AIM: Can you quote the records below in full, word for word?
Start of MATERIAL SUPPLIED
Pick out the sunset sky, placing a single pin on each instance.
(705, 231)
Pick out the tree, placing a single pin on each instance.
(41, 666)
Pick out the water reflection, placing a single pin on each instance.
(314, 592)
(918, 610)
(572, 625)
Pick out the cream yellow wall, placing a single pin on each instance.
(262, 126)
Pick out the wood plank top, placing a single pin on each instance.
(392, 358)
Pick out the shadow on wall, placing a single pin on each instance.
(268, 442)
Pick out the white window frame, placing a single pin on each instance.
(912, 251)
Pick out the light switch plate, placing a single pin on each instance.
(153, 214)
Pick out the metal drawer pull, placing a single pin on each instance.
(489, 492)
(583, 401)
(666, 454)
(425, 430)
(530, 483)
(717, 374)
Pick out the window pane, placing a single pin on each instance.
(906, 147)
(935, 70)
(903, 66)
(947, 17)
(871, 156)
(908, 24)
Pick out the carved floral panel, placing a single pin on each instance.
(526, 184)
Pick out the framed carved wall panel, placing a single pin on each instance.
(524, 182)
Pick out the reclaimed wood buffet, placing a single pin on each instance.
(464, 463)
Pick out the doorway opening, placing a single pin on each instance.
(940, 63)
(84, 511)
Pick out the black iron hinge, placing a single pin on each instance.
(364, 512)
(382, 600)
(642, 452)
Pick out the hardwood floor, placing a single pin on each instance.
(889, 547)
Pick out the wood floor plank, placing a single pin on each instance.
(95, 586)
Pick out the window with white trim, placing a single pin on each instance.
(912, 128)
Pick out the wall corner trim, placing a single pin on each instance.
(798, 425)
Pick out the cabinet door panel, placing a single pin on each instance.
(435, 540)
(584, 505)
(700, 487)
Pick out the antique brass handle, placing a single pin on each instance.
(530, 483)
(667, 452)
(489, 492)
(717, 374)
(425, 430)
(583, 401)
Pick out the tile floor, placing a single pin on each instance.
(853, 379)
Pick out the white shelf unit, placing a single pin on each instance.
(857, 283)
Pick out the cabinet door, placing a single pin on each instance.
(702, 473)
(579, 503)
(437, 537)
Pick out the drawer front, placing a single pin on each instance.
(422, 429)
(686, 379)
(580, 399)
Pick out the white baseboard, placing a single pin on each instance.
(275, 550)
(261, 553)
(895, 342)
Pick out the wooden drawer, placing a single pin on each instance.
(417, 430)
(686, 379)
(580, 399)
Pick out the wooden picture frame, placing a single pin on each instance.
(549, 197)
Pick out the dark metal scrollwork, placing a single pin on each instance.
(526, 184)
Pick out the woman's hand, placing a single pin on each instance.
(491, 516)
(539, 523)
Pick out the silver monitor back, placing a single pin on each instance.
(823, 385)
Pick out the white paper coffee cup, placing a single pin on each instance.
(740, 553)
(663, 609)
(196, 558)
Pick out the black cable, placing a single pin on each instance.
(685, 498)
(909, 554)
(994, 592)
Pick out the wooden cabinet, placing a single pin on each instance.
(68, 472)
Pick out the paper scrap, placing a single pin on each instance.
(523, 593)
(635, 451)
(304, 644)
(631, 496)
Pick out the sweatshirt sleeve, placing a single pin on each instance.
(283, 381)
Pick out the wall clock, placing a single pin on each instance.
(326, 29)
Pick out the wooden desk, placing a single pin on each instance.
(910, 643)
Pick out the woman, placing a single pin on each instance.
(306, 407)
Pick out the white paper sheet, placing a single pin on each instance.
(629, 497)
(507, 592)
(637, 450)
End of MATERIAL SUPPLIED
ANSWER TO THIS TASK:
Pick out the sunset sky, placing a single pin on each instance.
(705, 231)
Pick out the tree, placing a single pin on each instance.
(41, 666)
Pick out the water reflection, placing a single pin on each instance.
(314, 592)
(918, 610)
(572, 625)
Pick out the cream yellow wall, placing a single pin on each instance.
(262, 126)
Pick out the wood plank top, placing a single pin on each instance.
(392, 358)
Pick out the shadow on wall, placing a single pin on each instance.
(268, 442)
Pick out the white window frame, placing a single pin on each instance.
(912, 251)
Pick out the light switch plate, placing a single pin on each instance.
(153, 214)
Pick out the metal drawer pull, placing a single pin on each instance.
(489, 492)
(583, 401)
(666, 454)
(425, 430)
(530, 483)
(717, 374)
Pick out the window pane, placing a single pin on each instance.
(906, 147)
(935, 70)
(903, 66)
(947, 17)
(871, 156)
(908, 24)
Pick out the carved floral panel, placing a single pin on each instance.
(526, 184)
Pick out the framed carved wall panel, placing a single pin on each instance.
(524, 182)
Pick out the reclaimed wood buffet, placing a single pin on each instance.
(464, 463)
Pick out the doorway opening, placing a single pin on each instance.
(940, 63)
(84, 511)
Pick out the black iron hinge, placing a single pin on each instance.
(364, 512)
(382, 600)
(642, 452)
Pick out the hardwood floor, placing a single pin on each instance.
(889, 547)
Pick out the wood floor plank, placing a single pin on each instance.
(95, 586)
Pick out the window with white trim, placing a single pin on each instance.
(912, 128)
Pick out the wall corner trim, placing a single pin on each instance.
(798, 425)
Pick out the cabinet door panel, placing a single pin on each instance.
(435, 540)
(584, 505)
(700, 487)
Pick out the antique brass handle, placing a single pin on each instance.
(530, 483)
(667, 452)
(489, 492)
(717, 374)
(425, 430)
(583, 401)
Pick out the tile floor, placing a single pin on each instance.
(853, 379)
Pick out the white shelf unit, placing a single pin on each instance.
(857, 283)
Pick out the cabinet door, placing a single pin on each instance.
(702, 473)
(579, 503)
(437, 537)
Pick out the drawer front, placing a single pin on each instance.
(422, 429)
(686, 379)
(580, 399)
Pick out the white baseboard, placing a single pin on each instance.
(275, 550)
(261, 553)
(895, 342)
Pick out the wooden drawer, placing a single pin on each instance.
(417, 430)
(686, 379)
(580, 399)
Pick out the wooden picture frame, placing a single pin on each instance.
(549, 197)
Pick out the dark metal scrollwork, placing a single pin on each instance.
(526, 184)
Pick out the woman's hand, placing a single pin on each instance.
(491, 516)
(539, 523)
Pick out the silver monitor back, placing a single pin on each instance.
(823, 385)
Pick out the white paper coffee cup, placing a single pin on each instance.
(740, 553)
(663, 609)
(196, 558)
Pick out the black cable, placing a single pin on each instance.
(685, 498)
(909, 554)
(994, 592)
Pick out the wooden cabinet, placing a single pin on each instance.
(68, 472)
Pick out the paper scrap, placing a single pin on each instance.
(523, 593)
(635, 451)
(304, 644)
(631, 496)
Pick out the sweatshirt sleeve, placing a single pin on each instance.
(283, 381)
Pick out the wall clock, placing a single pin on each instance.
(326, 29)
Pick out the wooden desk, placing a single pin on each instance.
(910, 643)
Pick out the woman, placing a single pin on each instance.
(306, 407)
Pick out the white paper sheet, placing a single pin on each instance.
(629, 497)
(507, 592)
(637, 450)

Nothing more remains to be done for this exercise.